To do
Copy the passage from the endoscopy page word for word, starting with "One of the first" and going on through "a television screen.".

Reading passage
◇ ◇ ◇ ◇ ◇ ◇ ◇

One of the first steps we take to diagnose inflammatory bowel disease may be a visual examination of the small bowel and/or colon. We use a thin, flexible tube with a lighted camera at the tip. During the procedure, magnified images of the bowel are projected to a television screen.
What is an Upper Endoscopy?
An upper endoscopy (also known as an EGD) examines the esophagus (swallowing tube), stomach and first part of the small intestine using a light, flexible endoscope.
What Happens During an Upper Endoscopy?
During your upper endoscopy, you may receive a local, liquid anesthetic that is gargled or sprayed on the back of the throat. This will numb your throat and prevent any kind of gag reflex. You will also receive a sedative through an IV.
During the procedure, you will lie on your side on an examination table. An endoscope is carefully fed down your esophagus and into the stomach. A small camera mounted on the endoscope transmits a video image to a video monitor, allowing close examination of the intestinal lining. Our doctors may remove one or more small tissue samples for examination under the microscope to aid in diagnosis..
Therapeutic endoscopy can also be used to treat certain conditions in the upper intestine. Special tools that slide through the endoscope allow the doctor to perform biopsies, stop bleeding, and remove abnormal growths with a minimally invasive approach.
Other Advanced Endoscopic Techniques at Penn State IBD Center
In addition to upper endoscopies, our doctors use new and very accurate endoscopic techniques to diagnose and treat IBD, including:
- Deep enteroscopy examines more of the small intestine using balloons, fitted over an endoscope, to access hard-to-reach areas of the small intestine. This test allows your doctor to see, diagnose or treat almost any part of the small bowel.
- A sigmoidoscopy examines the lower third of your large intestine
- A colonoscopy examines your entire colon, sometimes including the very end of the small intestine
- Video capsule endoscopy allows us to examine difficult-to-reach areas within the small intestine with a pill-size camera that takes pictures as it moves through your digestive tract
- Endoscopic mucosal resection (EMR) is a minimally invasive procedure, using an endoscope, to completely remove a polyp or other growth anywhere within the digestive system. EMR can often spare a patient from a major surgical procedure
How to Prepare for Your Endoscopy Test
Your doctor will give you specific instructions to prepare for your endoscopy. Your doctor may ask you to:
- Fast, with no food or drink before your endoscopy so your stomach is empty for the procedure
- Stop taking certain blood-thinning medications in the days before your endoscopy because they may increase your risk of bleeding
If you have chronic conditions, such as diabetes, heart disease or high blood pressure, your doctor will give you specific instructions regarding your medications.

◇ ◇ ◇ ◇ ◇ ◇ ◇

Stored records
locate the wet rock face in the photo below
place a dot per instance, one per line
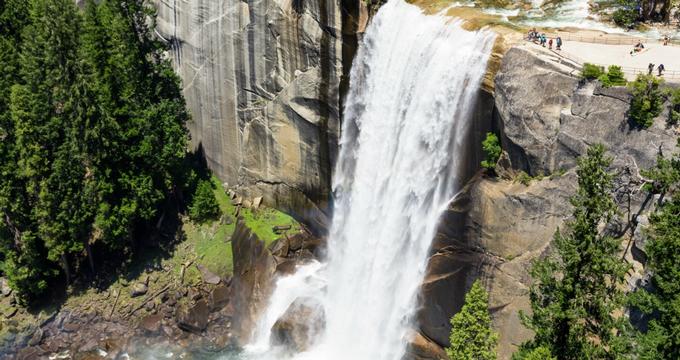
(299, 324)
(252, 284)
(262, 82)
(194, 318)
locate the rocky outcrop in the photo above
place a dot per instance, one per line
(297, 328)
(263, 81)
(254, 268)
(547, 118)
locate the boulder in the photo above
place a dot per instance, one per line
(152, 323)
(252, 283)
(296, 329)
(195, 318)
(219, 297)
(5, 290)
(494, 228)
(549, 117)
(422, 348)
(138, 289)
(207, 276)
(280, 247)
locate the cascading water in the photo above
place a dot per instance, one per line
(413, 88)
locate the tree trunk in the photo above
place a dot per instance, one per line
(90, 258)
(67, 268)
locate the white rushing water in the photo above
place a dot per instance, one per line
(413, 87)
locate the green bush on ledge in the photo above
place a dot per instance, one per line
(492, 150)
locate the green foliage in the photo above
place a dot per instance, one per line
(661, 341)
(523, 178)
(93, 127)
(613, 77)
(647, 102)
(526, 179)
(674, 115)
(492, 151)
(472, 336)
(539, 353)
(204, 206)
(591, 71)
(626, 14)
(577, 287)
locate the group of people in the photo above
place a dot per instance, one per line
(637, 48)
(659, 68)
(542, 40)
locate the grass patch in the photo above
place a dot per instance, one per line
(210, 241)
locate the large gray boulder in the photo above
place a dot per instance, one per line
(494, 228)
(252, 283)
(263, 82)
(548, 117)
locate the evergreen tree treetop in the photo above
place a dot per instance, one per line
(577, 286)
(472, 336)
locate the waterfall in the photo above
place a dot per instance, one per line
(413, 87)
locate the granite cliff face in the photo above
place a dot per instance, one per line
(263, 81)
(547, 118)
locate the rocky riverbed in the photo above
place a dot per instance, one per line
(162, 316)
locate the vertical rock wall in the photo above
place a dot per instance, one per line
(262, 82)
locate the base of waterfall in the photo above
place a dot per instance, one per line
(404, 154)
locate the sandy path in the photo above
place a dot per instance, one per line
(620, 55)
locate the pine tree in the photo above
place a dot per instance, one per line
(204, 206)
(472, 336)
(661, 341)
(93, 126)
(577, 288)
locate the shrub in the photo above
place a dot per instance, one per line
(591, 71)
(616, 76)
(472, 336)
(523, 178)
(204, 206)
(625, 18)
(647, 101)
(492, 150)
(674, 115)
(613, 77)
(539, 353)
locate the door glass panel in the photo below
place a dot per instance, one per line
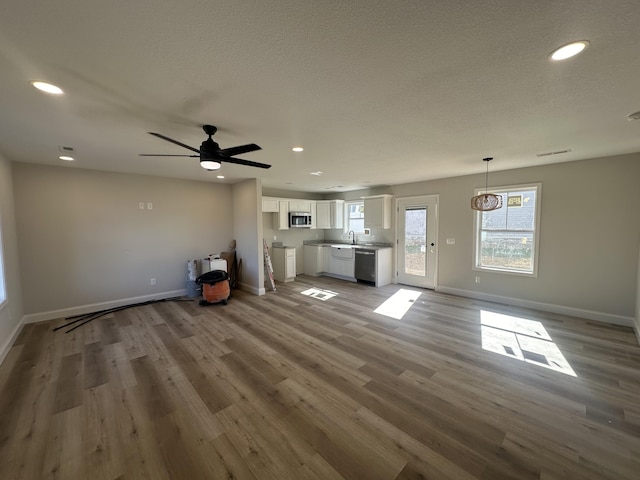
(415, 241)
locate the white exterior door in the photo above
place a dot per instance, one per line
(417, 252)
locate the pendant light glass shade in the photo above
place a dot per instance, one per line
(485, 202)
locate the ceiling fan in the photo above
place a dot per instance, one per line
(210, 154)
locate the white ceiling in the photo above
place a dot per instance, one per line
(378, 92)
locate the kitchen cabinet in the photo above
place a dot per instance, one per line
(377, 211)
(330, 213)
(270, 204)
(300, 206)
(313, 212)
(281, 218)
(284, 263)
(314, 260)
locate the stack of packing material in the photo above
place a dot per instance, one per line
(213, 262)
(193, 289)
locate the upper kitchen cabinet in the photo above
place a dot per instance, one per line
(270, 204)
(377, 211)
(300, 206)
(281, 218)
(329, 213)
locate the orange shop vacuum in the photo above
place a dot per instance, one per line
(215, 287)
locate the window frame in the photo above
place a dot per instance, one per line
(347, 219)
(477, 229)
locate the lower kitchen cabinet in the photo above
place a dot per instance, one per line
(284, 263)
(313, 260)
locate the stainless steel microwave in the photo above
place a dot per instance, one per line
(299, 220)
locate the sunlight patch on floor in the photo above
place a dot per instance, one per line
(522, 339)
(319, 293)
(398, 304)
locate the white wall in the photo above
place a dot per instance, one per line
(589, 236)
(637, 323)
(247, 227)
(11, 311)
(84, 241)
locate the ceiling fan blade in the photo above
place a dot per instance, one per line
(163, 155)
(174, 141)
(248, 163)
(240, 149)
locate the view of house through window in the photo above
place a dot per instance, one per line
(354, 215)
(506, 238)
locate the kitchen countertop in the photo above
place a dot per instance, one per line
(366, 246)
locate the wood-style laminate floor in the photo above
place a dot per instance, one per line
(288, 386)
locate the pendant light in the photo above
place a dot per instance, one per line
(486, 202)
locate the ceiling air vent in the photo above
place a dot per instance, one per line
(548, 154)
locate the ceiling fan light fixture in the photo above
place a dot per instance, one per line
(569, 50)
(210, 164)
(47, 87)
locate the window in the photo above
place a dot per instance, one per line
(506, 240)
(354, 214)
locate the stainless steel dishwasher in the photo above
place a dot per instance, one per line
(365, 265)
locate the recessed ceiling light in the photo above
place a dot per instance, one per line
(633, 116)
(47, 88)
(569, 50)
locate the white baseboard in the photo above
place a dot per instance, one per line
(250, 288)
(6, 346)
(96, 307)
(545, 307)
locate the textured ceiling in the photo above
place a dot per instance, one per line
(377, 92)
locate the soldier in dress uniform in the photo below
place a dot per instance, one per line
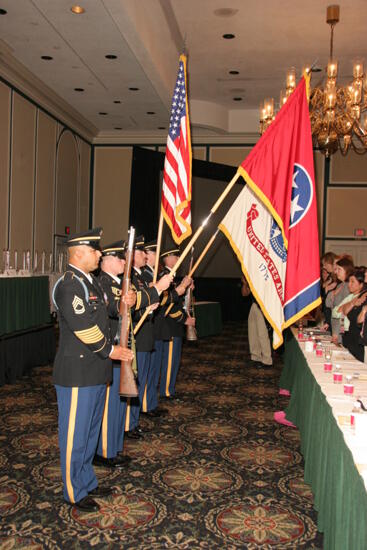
(111, 437)
(171, 326)
(150, 398)
(147, 296)
(82, 368)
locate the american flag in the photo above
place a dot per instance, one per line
(176, 188)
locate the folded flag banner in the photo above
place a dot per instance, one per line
(272, 225)
(176, 188)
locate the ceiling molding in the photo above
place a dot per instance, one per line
(17, 75)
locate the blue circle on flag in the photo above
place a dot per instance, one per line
(277, 242)
(302, 194)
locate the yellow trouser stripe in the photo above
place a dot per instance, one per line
(169, 367)
(145, 404)
(70, 439)
(127, 417)
(105, 423)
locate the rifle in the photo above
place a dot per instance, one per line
(191, 334)
(128, 387)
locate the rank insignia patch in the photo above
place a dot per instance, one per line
(78, 305)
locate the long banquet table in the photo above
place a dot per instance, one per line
(335, 457)
(27, 335)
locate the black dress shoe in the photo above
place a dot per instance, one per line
(101, 492)
(87, 504)
(137, 433)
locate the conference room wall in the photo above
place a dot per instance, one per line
(41, 159)
(345, 205)
(111, 191)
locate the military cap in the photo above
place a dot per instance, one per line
(151, 246)
(171, 252)
(115, 249)
(139, 243)
(90, 238)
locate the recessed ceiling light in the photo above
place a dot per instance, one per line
(78, 10)
(225, 12)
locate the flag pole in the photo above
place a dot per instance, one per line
(198, 232)
(196, 265)
(194, 238)
(158, 249)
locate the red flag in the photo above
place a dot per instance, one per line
(176, 188)
(272, 225)
(280, 171)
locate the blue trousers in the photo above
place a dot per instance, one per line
(111, 437)
(80, 417)
(134, 403)
(150, 398)
(170, 364)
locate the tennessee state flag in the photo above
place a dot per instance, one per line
(272, 226)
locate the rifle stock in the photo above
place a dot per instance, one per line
(128, 387)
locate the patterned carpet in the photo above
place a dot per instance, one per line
(216, 473)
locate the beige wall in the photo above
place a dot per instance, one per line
(34, 170)
(233, 156)
(112, 178)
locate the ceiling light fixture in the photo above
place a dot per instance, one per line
(225, 12)
(338, 113)
(78, 10)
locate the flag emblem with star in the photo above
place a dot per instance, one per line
(176, 188)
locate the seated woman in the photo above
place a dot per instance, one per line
(351, 310)
(343, 269)
(328, 282)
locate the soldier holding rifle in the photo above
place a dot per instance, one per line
(82, 368)
(171, 327)
(146, 297)
(111, 437)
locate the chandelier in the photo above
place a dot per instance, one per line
(338, 113)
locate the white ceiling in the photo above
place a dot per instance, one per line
(147, 37)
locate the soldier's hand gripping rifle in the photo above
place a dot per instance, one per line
(128, 387)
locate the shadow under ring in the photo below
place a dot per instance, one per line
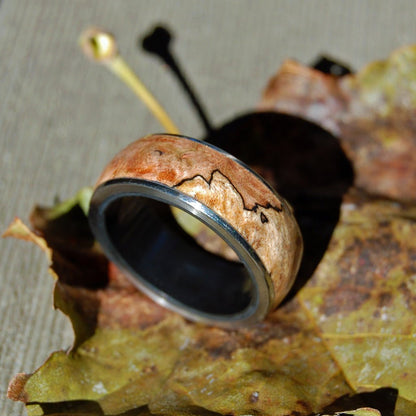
(132, 220)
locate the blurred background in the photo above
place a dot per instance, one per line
(63, 117)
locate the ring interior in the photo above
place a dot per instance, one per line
(142, 236)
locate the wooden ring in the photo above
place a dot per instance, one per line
(131, 217)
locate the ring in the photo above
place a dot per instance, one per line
(196, 230)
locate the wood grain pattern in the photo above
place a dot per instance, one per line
(62, 118)
(223, 184)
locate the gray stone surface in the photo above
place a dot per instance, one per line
(63, 117)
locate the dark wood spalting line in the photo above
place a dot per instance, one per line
(256, 206)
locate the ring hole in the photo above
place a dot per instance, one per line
(165, 259)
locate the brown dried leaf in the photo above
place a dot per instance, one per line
(363, 295)
(139, 354)
(372, 113)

◇ ◇ ◇ ◇ ◇ ◇ ◇

Your solution
One of the first steps we take to diagnose inflammatory bowel disease may be a visual examination of the small bowel and/or colon. We use a thin, flexible tube with a lighted camera at the tip. During the procedure, magnified images of the bowel are projected to a television screen.